**WHAT TO PRODUCE**.
Lines from the line with "[[91, 187], [25, 154], [74, 109], [33, 73]]" to the line with "[[25, 133], [58, 136], [65, 134], [104, 164]]" in the entries below, and only those, must be output exactly, with both ends included.

★ ★ ★ ★

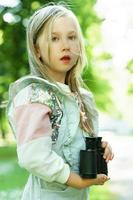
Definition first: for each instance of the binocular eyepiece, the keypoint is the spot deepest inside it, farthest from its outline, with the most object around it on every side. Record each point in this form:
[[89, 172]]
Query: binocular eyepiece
[[91, 159]]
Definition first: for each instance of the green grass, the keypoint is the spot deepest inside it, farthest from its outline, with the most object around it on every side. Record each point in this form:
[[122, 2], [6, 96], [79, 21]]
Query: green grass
[[101, 193]]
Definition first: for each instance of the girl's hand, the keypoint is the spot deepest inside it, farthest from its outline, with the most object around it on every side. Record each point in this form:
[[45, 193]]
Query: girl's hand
[[108, 154], [100, 180]]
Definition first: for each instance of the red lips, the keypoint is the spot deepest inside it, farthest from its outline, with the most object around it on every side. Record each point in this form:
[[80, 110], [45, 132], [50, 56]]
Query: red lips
[[66, 57]]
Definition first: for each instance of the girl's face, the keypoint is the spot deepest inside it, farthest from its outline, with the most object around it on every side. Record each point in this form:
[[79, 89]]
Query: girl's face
[[64, 47]]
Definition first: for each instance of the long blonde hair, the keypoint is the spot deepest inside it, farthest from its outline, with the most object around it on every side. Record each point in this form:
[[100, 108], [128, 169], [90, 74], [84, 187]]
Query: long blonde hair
[[43, 18]]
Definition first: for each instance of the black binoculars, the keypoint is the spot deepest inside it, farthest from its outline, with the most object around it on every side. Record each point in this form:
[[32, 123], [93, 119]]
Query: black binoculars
[[91, 159]]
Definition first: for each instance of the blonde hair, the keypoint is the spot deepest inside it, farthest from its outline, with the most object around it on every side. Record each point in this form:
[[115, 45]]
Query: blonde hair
[[44, 18]]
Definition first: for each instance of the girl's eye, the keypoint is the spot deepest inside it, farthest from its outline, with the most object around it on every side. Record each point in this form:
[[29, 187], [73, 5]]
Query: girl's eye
[[72, 37], [55, 38]]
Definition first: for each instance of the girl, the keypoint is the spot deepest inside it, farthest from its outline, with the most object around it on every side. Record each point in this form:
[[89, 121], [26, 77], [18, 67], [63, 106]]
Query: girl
[[50, 113]]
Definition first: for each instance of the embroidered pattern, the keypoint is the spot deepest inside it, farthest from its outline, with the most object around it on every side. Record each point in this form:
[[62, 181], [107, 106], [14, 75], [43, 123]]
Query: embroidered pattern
[[50, 99]]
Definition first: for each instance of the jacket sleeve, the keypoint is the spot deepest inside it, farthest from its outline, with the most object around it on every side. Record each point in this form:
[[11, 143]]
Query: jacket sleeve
[[34, 143]]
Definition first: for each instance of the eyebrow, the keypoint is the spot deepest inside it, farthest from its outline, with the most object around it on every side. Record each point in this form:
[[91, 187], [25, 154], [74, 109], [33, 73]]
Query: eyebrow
[[57, 33]]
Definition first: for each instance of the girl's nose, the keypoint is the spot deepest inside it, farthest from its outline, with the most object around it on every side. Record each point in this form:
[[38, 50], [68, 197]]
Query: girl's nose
[[65, 45]]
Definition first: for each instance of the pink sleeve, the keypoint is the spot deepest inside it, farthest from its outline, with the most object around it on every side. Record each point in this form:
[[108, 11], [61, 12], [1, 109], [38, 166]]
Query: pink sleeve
[[32, 122]]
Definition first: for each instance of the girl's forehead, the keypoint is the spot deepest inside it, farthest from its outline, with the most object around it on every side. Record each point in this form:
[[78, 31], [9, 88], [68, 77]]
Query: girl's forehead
[[64, 23]]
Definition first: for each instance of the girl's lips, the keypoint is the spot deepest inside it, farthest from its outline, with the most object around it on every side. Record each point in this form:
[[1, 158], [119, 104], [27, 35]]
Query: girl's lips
[[65, 59]]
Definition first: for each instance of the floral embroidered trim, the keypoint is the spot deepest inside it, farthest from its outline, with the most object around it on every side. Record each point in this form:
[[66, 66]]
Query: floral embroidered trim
[[50, 99]]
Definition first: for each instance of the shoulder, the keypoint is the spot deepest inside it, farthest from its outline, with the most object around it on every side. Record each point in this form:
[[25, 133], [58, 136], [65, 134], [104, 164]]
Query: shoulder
[[30, 89]]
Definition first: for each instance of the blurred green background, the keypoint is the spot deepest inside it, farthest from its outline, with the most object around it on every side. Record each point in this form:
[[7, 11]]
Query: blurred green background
[[108, 34]]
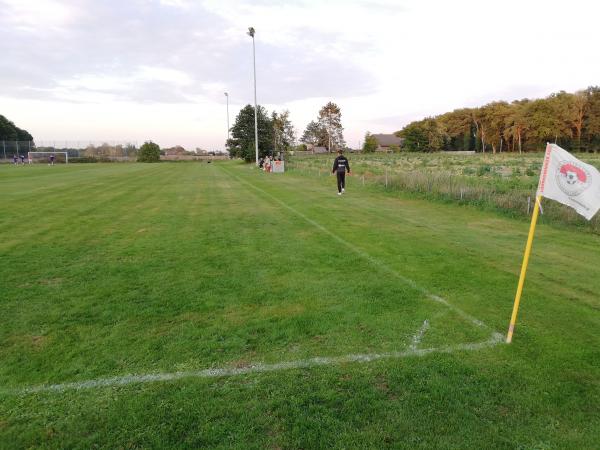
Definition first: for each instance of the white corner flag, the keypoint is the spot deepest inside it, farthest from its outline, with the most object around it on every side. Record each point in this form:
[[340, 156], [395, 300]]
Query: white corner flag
[[569, 181]]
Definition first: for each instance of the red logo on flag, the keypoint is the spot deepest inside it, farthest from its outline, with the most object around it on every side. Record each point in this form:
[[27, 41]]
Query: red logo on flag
[[572, 178]]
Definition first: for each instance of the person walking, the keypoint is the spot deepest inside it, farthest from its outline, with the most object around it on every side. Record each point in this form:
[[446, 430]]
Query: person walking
[[341, 165]]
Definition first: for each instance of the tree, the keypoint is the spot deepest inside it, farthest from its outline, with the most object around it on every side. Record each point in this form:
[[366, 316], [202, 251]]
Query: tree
[[415, 138], [284, 135], [370, 144], [315, 135], [241, 144], [591, 121], [10, 132], [149, 152], [330, 119]]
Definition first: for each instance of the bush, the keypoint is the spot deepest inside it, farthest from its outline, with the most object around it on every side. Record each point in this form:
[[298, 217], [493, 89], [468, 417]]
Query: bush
[[482, 170], [149, 152]]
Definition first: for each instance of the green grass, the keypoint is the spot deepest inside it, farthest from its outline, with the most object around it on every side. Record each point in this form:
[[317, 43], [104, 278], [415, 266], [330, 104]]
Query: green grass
[[504, 182], [109, 270]]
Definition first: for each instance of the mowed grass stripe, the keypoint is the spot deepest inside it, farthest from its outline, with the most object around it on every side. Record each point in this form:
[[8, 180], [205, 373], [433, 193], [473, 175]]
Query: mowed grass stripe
[[170, 307], [155, 285], [470, 257]]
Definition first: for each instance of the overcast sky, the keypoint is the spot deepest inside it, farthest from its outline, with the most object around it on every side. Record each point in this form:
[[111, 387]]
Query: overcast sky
[[158, 69]]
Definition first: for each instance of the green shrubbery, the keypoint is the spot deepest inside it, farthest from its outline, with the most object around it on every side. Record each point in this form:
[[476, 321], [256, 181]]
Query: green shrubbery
[[149, 152]]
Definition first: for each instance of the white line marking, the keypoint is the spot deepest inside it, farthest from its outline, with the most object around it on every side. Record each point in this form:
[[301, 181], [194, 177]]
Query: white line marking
[[367, 257], [416, 340], [495, 339]]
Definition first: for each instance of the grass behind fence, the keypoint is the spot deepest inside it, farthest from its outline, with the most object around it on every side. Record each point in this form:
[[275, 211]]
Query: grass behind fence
[[502, 182]]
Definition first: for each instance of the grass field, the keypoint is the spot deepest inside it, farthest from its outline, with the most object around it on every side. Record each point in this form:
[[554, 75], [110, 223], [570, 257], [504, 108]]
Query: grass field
[[505, 182], [194, 305]]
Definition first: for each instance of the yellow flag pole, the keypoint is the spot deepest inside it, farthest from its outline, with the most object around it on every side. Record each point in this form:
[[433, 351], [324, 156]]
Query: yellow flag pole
[[513, 318]]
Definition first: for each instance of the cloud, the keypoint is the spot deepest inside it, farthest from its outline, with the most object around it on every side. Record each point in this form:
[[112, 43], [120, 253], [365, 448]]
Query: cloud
[[162, 51]]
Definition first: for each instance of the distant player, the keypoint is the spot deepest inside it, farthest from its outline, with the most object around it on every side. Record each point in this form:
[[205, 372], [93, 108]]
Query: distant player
[[340, 167]]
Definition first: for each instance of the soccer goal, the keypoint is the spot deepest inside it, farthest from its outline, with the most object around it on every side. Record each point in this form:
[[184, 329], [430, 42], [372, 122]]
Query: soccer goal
[[37, 157]]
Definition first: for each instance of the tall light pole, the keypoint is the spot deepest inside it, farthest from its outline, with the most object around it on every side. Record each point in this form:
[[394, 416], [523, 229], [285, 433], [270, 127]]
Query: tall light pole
[[227, 96], [251, 34]]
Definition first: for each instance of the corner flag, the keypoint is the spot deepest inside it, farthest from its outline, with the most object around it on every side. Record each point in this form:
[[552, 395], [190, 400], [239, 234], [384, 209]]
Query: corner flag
[[569, 181]]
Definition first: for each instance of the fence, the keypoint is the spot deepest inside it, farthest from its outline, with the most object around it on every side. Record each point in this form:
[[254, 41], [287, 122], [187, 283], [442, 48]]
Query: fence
[[448, 187], [78, 151], [9, 149]]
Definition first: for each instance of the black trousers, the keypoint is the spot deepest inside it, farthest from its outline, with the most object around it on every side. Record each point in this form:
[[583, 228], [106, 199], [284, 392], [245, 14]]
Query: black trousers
[[341, 176]]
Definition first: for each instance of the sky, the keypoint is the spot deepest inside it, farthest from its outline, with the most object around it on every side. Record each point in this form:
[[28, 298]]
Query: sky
[[137, 70]]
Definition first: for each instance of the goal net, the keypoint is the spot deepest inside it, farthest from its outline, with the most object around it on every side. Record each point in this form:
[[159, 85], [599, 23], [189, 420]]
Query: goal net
[[47, 157]]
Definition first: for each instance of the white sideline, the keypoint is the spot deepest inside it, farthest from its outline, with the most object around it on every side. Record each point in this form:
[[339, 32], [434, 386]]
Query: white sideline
[[419, 335], [125, 380], [369, 258], [413, 350]]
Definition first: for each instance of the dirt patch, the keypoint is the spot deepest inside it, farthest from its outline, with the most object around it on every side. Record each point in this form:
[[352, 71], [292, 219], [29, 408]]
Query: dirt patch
[[51, 281]]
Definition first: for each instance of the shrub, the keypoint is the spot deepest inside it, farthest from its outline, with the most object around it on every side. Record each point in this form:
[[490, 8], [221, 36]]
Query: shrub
[[149, 152], [482, 170]]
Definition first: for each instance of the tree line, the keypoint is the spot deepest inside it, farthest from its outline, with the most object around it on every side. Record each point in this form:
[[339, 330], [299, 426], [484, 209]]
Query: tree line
[[275, 133], [570, 120], [10, 132]]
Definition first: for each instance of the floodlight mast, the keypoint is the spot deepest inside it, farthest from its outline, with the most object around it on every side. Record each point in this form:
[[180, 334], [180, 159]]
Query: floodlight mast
[[227, 96], [251, 34]]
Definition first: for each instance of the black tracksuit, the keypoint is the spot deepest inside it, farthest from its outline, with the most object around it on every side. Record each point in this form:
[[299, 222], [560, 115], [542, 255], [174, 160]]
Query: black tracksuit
[[340, 167]]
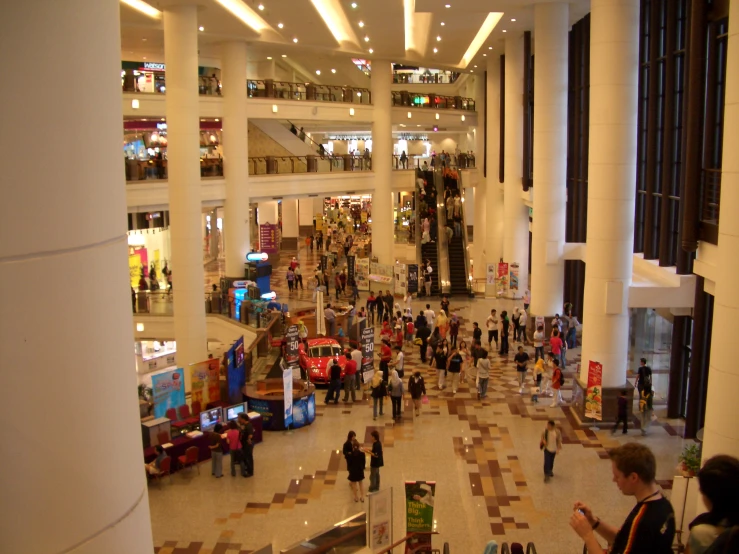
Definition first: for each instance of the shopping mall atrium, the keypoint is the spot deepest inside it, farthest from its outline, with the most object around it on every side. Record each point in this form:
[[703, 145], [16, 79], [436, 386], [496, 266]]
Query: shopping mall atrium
[[243, 164]]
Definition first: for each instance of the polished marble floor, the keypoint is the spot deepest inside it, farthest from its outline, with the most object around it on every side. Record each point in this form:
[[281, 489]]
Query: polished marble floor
[[483, 455]]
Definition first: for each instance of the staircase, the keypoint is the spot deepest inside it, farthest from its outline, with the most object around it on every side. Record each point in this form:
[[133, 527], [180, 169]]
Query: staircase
[[457, 272]]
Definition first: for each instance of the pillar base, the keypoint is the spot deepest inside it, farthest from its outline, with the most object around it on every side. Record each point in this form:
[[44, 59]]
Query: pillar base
[[610, 403]]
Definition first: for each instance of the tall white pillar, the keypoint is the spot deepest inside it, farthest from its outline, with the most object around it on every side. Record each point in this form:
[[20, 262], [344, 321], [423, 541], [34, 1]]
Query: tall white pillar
[[614, 49], [494, 227], [479, 249], [516, 213], [183, 154], [551, 22], [68, 487], [721, 435], [383, 242], [235, 157]]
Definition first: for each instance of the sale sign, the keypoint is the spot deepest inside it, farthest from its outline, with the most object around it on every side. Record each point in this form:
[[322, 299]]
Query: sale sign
[[594, 393]]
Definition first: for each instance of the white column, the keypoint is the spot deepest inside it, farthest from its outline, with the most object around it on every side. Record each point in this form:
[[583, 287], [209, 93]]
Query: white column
[[73, 478], [551, 22], [516, 213], [494, 228], [235, 158], [382, 149], [614, 48], [183, 154], [479, 250], [721, 435]]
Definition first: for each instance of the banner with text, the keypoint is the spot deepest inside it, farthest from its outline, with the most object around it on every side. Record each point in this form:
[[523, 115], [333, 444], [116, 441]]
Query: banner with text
[[594, 394], [419, 506], [168, 391]]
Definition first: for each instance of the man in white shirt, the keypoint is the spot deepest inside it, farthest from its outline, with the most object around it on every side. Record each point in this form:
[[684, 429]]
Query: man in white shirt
[[430, 316], [492, 325]]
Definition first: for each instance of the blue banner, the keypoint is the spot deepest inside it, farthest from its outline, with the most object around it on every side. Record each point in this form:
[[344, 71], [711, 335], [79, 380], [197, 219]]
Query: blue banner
[[169, 391]]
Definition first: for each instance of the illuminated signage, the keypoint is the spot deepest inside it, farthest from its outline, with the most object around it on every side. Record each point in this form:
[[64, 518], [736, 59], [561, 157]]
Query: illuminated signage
[[256, 257]]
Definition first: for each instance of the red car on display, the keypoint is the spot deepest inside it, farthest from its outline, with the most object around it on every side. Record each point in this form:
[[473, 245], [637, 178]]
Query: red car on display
[[318, 358]]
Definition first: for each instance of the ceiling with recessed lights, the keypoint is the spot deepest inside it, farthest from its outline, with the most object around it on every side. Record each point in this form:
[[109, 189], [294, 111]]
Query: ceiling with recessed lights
[[306, 37]]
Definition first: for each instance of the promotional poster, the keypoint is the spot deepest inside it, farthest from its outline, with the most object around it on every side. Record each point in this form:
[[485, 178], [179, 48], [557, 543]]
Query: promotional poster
[[168, 390]]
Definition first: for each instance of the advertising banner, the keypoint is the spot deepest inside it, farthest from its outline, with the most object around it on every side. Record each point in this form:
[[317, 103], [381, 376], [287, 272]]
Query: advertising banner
[[206, 387], [368, 352], [287, 389], [380, 516], [513, 283], [268, 238], [168, 390], [491, 274], [419, 506], [502, 278], [594, 394], [401, 278], [413, 278], [362, 273]]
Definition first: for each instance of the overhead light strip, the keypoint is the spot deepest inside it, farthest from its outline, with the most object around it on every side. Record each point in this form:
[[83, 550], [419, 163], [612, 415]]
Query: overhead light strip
[[144, 8], [248, 17], [487, 27], [335, 19]]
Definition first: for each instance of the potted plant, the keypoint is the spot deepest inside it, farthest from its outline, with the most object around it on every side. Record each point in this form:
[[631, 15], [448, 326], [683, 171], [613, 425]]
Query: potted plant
[[690, 460]]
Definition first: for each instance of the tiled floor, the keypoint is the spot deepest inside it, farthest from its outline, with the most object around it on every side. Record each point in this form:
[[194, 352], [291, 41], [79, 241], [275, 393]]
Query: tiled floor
[[483, 455]]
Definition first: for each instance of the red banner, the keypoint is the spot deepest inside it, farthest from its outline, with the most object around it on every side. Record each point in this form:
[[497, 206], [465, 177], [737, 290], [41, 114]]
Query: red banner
[[594, 394]]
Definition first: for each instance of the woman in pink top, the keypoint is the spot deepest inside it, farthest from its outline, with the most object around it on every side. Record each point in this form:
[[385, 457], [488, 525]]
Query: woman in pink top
[[234, 446]]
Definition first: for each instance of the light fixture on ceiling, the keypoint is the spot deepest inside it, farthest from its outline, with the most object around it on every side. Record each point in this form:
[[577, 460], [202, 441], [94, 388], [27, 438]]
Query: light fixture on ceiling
[[144, 8]]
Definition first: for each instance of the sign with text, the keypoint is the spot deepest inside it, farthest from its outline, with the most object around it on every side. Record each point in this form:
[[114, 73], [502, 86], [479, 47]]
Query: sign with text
[[594, 394], [168, 391], [268, 235]]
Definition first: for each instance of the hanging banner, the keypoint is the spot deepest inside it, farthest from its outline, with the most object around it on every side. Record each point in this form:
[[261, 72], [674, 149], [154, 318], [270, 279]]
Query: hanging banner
[[380, 520], [491, 274], [368, 352], [268, 238], [502, 279], [594, 394], [513, 283], [401, 279], [287, 390], [413, 278], [206, 386], [419, 506], [168, 391], [362, 273]]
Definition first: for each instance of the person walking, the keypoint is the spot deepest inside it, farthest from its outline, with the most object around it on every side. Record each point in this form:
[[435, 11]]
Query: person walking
[[379, 392], [356, 464], [417, 388], [623, 405], [216, 451], [334, 386], [521, 359], [551, 445], [247, 444], [396, 393], [483, 375], [376, 462]]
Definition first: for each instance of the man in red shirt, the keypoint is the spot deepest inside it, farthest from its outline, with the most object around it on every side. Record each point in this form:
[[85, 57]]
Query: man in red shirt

★ ★ ★ ★

**PROBLEM SOLUTION**.
[[91, 187], [25, 154], [74, 109], [33, 73]]
Query: eyebrow
[[57, 33]]
Definition first: for each instance of the girl's nose, the keypoint is the spot deepest inside it, farthest from its outline, with the most object around it on every side. Record each point in this form:
[[38, 50], [68, 197]]
Query: girl's nose
[[65, 45]]
Definition first: for each instance of the pink sleeve, the keypoint is the spot deepest inside it, farthest from its outline, with the most object around it on every side. Record each point in this form:
[[108, 11], [61, 12], [1, 109], [38, 166]]
Query: pink sleeve
[[32, 122]]
Definition first: for each instance of the girl's forehead, the keypoint is the spot deepest inside it, farthest from its outline, with the most object around it on every side. Record each point in this form:
[[78, 31], [9, 88], [68, 77]]
Query: girl's forehead
[[64, 23]]
Definition first: for each instance of the girl's lips, the keypoint is the spot deepest inside it, farthest from its outline, with the most object around it on every side. Record each point in this form:
[[1, 158], [119, 104], [27, 35]]
Query: girl's lips
[[65, 59]]
Definition first: for each instance of the floral embroidered trim, the keypoint is the spot deepest inside it, farthest from its outline, with the most object around it on every side. Record each point in this form:
[[66, 66]]
Query: floral embroidered trim
[[50, 99]]
Definition first: for each instance of the shoulder, the keypoint is the spot deepest inside it, farthest from its outline, with the most object around it on every side. Record each point in this form:
[[25, 133], [58, 136], [65, 134], [104, 164]]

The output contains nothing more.